>> BEGIN Data excerpts

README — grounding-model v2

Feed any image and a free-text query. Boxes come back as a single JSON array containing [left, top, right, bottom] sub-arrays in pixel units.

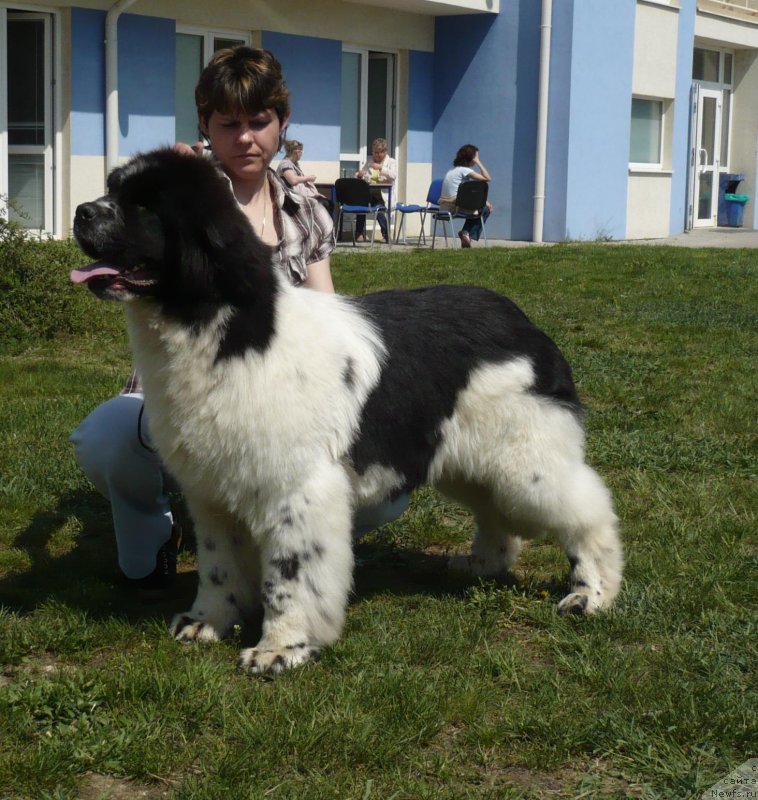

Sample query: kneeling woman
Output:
[[71, 46, 407, 590]]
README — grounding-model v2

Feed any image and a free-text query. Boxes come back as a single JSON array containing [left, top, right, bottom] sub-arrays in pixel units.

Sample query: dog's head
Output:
[[71, 149, 273, 317]]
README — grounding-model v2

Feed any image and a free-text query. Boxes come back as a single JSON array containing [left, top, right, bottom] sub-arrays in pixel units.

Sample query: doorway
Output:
[[692, 84, 722, 228], [340, 46, 396, 177], [687, 47, 734, 228]]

>> END Data excerpts

What you are asked to do: Take the records above and transcribe them exactly, dropping every picture.

Full solution:
README — grounding-model v2

Feed any image and a free-text query. Boxes come back as a single JSON array containing [left, top, right, bottom] sub-arrays in pixel units.


Sample query: kneeling woman
Output:
[[71, 46, 407, 590]]
README — grounding-model v2

Feed any image and a free-text query. Boxes come back as a single JSON array containing [left, top, right, bottom] sub-arrays in pixel units.

Sample query: dog's head
Output:
[[71, 149, 273, 317]]
README — grounding-model v2

Feed any image and a free-text query. Boxes come back as a single JSON array containing [left, top, right, bottom] sub-arrays in pixel units.

Sample query: doorway
Output:
[[692, 84, 722, 228], [340, 46, 396, 177], [687, 47, 734, 228]]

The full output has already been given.